##### Extracted text #####

Given unprecedented access, Kaplan takes us from the jungles of the southern Philippines to the glacial dust bowls of Mongolia, from the forts of Afghanistan to the forests of South America–not to mention Iraq–to show us Army Special Forces, Marines, and other uniformed Americans carrying out the many facets of U.S. foreign policy: negotiating with tribal factions, storming terrorist redoubts, performing humanitarian missions and training foreign soldiers.

In
Imperial Grunts, Kaplan provides an unforgettable insider’s account not only of our current involvement in world affairs, but also of where America, including the culture of its officers and enlisted men, is headed. This is the rare book that has the potential to change the way readers view the men and women of the military, war, and the global reach of American imperialism today.

As Kaplan writes, the only way to understand America’s military is “on foot, or in a Humvee, with the troops themselves, for even as elites in New York and Washington debated imperialism in grand, historical terms, individual marines, soldiers, airmen, and sailors–all the cultural repositories of America’s unique experience with freedom–were interpreting policy on their own, on the ground, in dozens upon dozens of countries every week, oblivious to such faraway discussions. . . . It was their stories I wanted to tell: from the ground up, at the point of contact.”

##### Stored data #####

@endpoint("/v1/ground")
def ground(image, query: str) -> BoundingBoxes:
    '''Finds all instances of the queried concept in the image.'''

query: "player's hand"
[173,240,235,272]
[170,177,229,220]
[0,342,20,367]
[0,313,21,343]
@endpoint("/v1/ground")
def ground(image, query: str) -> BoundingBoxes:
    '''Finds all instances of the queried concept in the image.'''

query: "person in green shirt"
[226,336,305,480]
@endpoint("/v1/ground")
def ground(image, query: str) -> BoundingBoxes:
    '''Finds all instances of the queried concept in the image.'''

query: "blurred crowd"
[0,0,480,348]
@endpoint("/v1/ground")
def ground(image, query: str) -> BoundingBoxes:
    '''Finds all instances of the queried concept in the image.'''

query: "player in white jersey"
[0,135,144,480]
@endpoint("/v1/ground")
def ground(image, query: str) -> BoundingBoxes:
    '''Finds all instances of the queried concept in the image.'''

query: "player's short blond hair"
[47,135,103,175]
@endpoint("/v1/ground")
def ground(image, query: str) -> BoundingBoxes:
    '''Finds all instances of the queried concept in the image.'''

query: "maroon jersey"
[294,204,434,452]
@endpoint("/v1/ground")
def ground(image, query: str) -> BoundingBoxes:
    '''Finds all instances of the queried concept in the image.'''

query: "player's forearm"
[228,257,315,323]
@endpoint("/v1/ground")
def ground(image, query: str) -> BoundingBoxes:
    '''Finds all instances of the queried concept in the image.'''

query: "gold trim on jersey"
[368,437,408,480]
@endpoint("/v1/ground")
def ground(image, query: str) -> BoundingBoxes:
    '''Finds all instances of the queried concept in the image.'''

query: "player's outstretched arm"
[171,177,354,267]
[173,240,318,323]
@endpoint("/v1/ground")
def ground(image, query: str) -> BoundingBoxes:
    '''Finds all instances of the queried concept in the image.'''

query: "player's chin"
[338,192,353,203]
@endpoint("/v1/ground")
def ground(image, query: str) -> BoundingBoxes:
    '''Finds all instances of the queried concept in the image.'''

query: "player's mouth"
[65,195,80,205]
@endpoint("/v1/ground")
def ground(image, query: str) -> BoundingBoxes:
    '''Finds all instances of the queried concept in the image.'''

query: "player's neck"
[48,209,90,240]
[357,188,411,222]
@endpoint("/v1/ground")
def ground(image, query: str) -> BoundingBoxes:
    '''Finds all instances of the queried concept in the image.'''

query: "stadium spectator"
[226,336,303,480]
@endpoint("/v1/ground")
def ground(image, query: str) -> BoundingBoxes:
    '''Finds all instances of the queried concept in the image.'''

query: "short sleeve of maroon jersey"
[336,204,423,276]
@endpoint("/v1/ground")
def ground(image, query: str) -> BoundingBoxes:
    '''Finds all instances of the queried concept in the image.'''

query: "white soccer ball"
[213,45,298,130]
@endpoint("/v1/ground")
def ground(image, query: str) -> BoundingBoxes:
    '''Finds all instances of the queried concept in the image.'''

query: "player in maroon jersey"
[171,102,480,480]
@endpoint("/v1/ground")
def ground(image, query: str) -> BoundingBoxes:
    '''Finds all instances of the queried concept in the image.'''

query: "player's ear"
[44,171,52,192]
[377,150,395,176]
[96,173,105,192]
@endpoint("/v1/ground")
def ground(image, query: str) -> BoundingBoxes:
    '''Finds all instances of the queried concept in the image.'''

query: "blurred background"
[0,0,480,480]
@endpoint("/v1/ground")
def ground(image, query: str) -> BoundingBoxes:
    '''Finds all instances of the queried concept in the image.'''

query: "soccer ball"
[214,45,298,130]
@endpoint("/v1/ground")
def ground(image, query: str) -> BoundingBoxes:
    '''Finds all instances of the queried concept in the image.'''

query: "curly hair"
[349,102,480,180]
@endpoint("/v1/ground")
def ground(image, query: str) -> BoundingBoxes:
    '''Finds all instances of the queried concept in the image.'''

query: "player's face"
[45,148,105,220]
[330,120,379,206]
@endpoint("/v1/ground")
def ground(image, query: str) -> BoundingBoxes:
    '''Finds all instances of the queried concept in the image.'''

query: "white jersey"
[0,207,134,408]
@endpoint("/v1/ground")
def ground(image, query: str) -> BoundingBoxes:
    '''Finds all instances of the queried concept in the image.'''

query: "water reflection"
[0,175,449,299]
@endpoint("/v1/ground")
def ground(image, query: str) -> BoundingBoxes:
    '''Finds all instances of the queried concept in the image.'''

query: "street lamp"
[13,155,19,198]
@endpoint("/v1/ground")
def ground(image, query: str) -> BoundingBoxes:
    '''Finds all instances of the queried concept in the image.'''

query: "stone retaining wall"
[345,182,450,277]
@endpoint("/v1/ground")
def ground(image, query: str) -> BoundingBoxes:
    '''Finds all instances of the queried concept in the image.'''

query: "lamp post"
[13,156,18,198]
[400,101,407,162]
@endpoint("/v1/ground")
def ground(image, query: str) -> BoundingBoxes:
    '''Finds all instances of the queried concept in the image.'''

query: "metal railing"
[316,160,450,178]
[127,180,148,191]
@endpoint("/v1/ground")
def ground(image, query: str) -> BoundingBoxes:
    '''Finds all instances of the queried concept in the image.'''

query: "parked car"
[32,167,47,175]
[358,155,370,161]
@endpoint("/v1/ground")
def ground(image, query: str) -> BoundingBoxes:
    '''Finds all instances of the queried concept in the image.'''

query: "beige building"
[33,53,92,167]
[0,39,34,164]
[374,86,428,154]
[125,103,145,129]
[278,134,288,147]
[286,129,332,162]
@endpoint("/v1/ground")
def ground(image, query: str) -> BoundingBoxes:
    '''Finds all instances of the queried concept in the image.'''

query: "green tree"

#####

> [Tasks to complete]:
A. For each of the following statements, say whether it agrees with the book description. Answer yes or no and quote the deciding words of the book description. (i) Kaplan was given unprecedented access. (ii) The troops closely followed the debates on imperialism in New York and Washington. (iii) The book is certain to change the way readers view the military.
B. Reproduce the book description exactly, from "Given unprecedented access, Kaplan" down to "American imperialism today.".

> [Expected results]:
A.
(i) Yes: "Given unprecedented access"
(ii) No: "oblivious to such faraway discussions"
(iii) No: "has the potential to change the way readers view the men and women of the military"

B.
Given unprecedented access, Kaplan takes us from the jungles of the southern Philippines to the glacial dust bowls of Mongolia, from the forts of Afghanistan to the forests of South America–not to mention Iraq–to show us Army Special Forces, Marines, and other uniformed Americans carrying out the many facets of U.S. foreign policy: negotiating with tribal factions, storming terrorist redoubts, performing humanitarian missions and training foreign soldiers.

In
Imperial Grunts, Kaplan provides an unforgettable insider’s account not only of our current involvement in world affairs, but also of where America, including the culture of its officers and enlisted men, is headed. This is the rare book that has the potential to change the way readers view the men and women of the military, war, and the global reach of American imperialism today.